GIVEN EXERCISE
Rename "thickest part" to "widest part" everywhere it appears in the items below, and reproduce all the lines with nothing else changed.

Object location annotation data

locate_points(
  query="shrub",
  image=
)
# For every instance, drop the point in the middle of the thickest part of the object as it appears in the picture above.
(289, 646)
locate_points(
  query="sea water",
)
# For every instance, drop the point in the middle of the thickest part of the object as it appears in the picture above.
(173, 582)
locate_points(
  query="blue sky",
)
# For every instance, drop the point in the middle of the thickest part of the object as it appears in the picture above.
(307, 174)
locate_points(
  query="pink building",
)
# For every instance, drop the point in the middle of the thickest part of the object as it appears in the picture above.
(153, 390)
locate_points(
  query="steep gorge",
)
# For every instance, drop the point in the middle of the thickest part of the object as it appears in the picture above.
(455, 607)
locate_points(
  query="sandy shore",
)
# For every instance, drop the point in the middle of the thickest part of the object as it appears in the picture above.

FULL OUTPUT
locate_points(
  query="shrub",
  image=
)
# For every instance, drop the point in the middle of the widest part of the object as it appears in the picture above.
(289, 646)
locate_points(
  query="sea water",
)
# For every instance, drop the point in the middle of the widest part of the object as it appears in the picture above.
(173, 582)
locate_points(
  query="blue sky",
)
# For every instance, drop the point in the middle of the widest part of the object as it appears in the picture above.
(307, 174)
locate_points(
  query="pink building",
)
# For every instance, drop the point in the middle of the widest part of the object as it appears in the picture above.
(153, 390)
locate_points(
  query="steep gorge",
)
# For every instance, drop the point in the middle of the widest part of the object as it appears in the picture above.
(455, 607)
locate_points(
  query="sandy shore",
)
# For every instance, drop the point in the middle of the widest part of the object as it appears in the picture above.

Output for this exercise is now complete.